> _任务要求 A_:
将下方记录中从含有“locate white hard”的那一行开始、到含有“left=81, top=164, right=126, bottom=191”的那一行结束的各行原样照抄出来，首尾两行均包括在内。

====== 阅读材料

Elasticsearch:运用 distance feature 查询来增强相关性
提高文档的相关性得分,使其更接近提供的原始日期或地点。 例如,您可以使用此查询为更接近某个日期或位置的文档赋予更大的权重。
您可以使用distance_feature查询查找与某个位置最近的邻居。 您还可以在布尔搜索的“should”过滤器中使用查询,以将增强的相关性得分添加到布尔查询的得分中。
下面我们用一个具体的例子来展示这个API的使用。
准备数据
我们还是拿之前我们的文章“Elasticsearch: 运用Field collapsing来减少基于单个字段的搜索结果”中的索引来做例子。在那个例子里,我们把数据导入到Elasticsearch中。我们可以查看一下它的mapping:
GET best_games/_mapping
{
"best_games" : {
"mappings" : {
"_meta" : {
"created_by" : "ml-file-data-visualizer"
},
"properties" : {
"critic_score" : {
"type" : "long"
},
"developer" : {
"type" : "text"
},
"genre" : {
"type" : "keyword"
},
"global_sales" : {
"type" : "double"
},
"id" : {
"type" : "keyword"
},
"image_url" : {
"type" : "keyword"
},
"name" : {
"type" : "text"
},
"platform" : {
"type" : "keyword"
},
"publisher" : {
"type" : "keyword"
},
"user_score" : {
"type" : "long"
},
"year" : {
"type" : "long"
}
}
}
}
}
我们从上面可以看出来,上面的year显示的是long类型的数据。显然这个不是我们所需要的。我们希望它是date类型的数据。我们需要重新对我们的数据进行reindex。对于不很熟悉reindex的开发者来说,你可以参照我之前的文章“Elasticsearch: Reindex接口”。
我们来重新定义一个新的叫做best_games的索引:
PUT best_games1
{
"mappings": {
"properties": {
"critic_score": {
"type": "long"
},
"developer": {
"type": "text"
},
"genre": {
"type": "keyword"
},
"global_sales": {
"type": "double"
},
"id": {
"type": "keyword"
},
"image_url": {
"type": "keyword"
},
"name": {
"type": "text"
},
"platform": {
"type": "keyword"
},
"publisher": {
"type": "keyword"

============
====== 输入数据

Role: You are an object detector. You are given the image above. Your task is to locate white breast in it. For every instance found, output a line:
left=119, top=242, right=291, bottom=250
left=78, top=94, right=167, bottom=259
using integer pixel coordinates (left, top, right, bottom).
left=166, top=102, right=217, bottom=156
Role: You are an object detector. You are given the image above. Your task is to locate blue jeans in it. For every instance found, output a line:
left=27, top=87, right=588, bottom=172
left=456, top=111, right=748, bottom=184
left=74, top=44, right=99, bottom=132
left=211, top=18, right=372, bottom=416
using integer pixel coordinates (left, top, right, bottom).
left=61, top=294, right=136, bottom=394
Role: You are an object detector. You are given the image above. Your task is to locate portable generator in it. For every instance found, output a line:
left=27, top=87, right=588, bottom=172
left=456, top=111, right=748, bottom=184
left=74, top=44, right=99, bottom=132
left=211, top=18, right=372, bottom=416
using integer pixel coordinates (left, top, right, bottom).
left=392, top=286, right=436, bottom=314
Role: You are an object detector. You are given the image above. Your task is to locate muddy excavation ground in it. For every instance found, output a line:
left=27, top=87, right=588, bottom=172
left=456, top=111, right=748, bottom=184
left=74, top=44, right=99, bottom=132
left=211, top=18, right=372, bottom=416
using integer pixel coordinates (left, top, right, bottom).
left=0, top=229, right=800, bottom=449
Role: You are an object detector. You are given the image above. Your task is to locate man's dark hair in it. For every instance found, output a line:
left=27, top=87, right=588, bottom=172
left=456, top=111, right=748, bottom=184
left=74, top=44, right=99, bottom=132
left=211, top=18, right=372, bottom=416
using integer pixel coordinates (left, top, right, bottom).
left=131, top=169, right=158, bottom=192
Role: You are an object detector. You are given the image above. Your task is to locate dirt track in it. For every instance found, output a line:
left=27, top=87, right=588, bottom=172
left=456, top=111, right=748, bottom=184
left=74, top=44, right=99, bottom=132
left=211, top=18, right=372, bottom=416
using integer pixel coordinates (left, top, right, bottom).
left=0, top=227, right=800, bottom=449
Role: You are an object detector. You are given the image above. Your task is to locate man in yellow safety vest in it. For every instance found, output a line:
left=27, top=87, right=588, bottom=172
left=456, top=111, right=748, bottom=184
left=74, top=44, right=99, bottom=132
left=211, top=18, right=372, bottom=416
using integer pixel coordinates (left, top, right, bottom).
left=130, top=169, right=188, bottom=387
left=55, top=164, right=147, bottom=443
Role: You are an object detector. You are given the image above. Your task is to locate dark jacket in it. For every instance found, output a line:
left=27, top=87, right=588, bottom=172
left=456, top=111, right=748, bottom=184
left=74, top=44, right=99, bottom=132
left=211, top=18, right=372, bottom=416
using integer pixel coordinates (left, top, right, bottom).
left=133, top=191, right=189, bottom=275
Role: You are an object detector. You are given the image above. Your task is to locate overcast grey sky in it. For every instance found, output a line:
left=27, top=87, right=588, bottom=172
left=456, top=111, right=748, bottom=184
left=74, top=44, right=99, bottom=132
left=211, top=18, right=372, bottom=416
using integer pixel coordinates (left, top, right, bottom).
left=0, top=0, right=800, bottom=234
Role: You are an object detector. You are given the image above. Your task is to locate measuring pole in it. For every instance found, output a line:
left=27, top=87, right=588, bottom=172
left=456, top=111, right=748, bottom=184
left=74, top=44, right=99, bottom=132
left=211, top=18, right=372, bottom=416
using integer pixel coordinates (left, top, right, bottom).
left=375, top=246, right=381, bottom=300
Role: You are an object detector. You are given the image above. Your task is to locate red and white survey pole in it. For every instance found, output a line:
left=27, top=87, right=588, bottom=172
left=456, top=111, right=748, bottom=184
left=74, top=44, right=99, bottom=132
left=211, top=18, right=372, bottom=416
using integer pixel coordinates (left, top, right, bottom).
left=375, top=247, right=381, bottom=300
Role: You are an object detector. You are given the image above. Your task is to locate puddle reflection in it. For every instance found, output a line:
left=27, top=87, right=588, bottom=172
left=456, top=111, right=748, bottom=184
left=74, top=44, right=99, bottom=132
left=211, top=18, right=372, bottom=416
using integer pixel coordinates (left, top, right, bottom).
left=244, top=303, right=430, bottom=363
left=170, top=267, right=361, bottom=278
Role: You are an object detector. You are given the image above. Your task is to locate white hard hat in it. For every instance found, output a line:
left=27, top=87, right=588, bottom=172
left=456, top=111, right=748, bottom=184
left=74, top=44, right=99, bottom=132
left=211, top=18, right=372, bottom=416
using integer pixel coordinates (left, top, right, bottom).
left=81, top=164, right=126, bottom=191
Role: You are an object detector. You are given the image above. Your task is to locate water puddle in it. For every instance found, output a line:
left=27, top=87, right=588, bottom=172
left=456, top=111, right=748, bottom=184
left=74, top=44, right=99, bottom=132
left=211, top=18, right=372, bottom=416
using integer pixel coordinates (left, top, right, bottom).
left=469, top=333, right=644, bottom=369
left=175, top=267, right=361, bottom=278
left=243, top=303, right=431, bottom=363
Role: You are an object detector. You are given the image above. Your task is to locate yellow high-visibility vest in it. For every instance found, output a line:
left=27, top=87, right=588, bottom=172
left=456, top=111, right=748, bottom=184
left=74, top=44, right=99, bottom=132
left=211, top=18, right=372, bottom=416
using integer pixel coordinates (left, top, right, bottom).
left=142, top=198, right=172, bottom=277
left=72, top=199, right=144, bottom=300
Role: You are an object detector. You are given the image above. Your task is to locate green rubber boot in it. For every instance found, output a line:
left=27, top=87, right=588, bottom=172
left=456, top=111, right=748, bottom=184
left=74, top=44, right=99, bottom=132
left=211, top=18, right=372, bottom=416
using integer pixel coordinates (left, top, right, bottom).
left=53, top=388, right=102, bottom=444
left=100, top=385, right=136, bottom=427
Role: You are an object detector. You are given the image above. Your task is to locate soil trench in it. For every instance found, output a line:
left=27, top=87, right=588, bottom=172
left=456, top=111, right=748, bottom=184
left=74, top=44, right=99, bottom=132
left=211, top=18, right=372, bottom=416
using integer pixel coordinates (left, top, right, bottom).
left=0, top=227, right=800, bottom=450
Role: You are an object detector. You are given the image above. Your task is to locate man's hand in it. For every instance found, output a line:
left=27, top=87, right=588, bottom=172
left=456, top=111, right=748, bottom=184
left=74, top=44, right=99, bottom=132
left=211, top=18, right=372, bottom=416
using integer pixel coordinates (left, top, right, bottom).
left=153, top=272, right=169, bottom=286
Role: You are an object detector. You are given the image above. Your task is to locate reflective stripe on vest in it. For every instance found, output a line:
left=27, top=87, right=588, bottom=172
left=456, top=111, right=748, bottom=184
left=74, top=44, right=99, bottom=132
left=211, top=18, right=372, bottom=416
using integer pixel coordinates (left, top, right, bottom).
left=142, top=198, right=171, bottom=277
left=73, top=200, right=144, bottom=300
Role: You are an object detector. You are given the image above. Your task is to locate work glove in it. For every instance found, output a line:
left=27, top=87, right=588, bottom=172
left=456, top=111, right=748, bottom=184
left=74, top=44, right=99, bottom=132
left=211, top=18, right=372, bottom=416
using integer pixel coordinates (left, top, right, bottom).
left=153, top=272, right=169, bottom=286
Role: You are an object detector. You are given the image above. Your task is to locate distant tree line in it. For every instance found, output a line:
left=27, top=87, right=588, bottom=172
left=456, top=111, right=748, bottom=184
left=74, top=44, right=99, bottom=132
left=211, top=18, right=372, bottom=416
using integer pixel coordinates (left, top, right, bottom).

============

> _任务要求 B_:
把上面介绍 distance feature 查询的文章中，从“Elasticsearch:运用 distance feature”这几个字起、至“得分添加到布尔查询的得分中。”止的文字一字不差地抄写下来。

> _参考解答 A_:
Role: You are an object detector. You are given the image above. Your task is to locate white hard hat in it. For every instance found, output a line:
left=27, top=87, right=588, bottom=172
left=456, top=111, right=748, bottom=184
left=74, top=44, right=99, bottom=132
left=211, top=18, right=372, bottom=416
using integer pixel coordinates (left, top, right, bottom).
left=81, top=164, right=126, bottom=191

> _参考解答 B_:
Elasticsearch:运用 distance feature 查询来增强相关性
提高文档的相关性得分,使其更接近提供的原始日期或地点。 例如,您可以使用此查询为更接近某个日期或位置的文档赋予更大的权重。
您可以使用distance_feature查询查找与某个位置最近的邻居。 您还可以在布尔搜索的“should”过滤器中使用查询,以将增强的相关性得分添加到布尔查询的得分中。